SUPPLIED RECORDS:
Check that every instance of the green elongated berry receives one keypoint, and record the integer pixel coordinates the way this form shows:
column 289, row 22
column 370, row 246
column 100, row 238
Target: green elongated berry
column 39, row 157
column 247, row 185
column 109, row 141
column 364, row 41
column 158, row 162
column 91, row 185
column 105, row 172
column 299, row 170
* * *
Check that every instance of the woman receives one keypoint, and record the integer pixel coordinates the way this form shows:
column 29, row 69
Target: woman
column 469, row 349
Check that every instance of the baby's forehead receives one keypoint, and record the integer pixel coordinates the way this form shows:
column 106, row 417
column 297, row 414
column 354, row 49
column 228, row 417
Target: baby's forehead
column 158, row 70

WHAT TO WORK ON: In these entries, some lines may contain the string "integer". Give the number of such lines and nothing more.

ANSWER FOR THE TASK: 3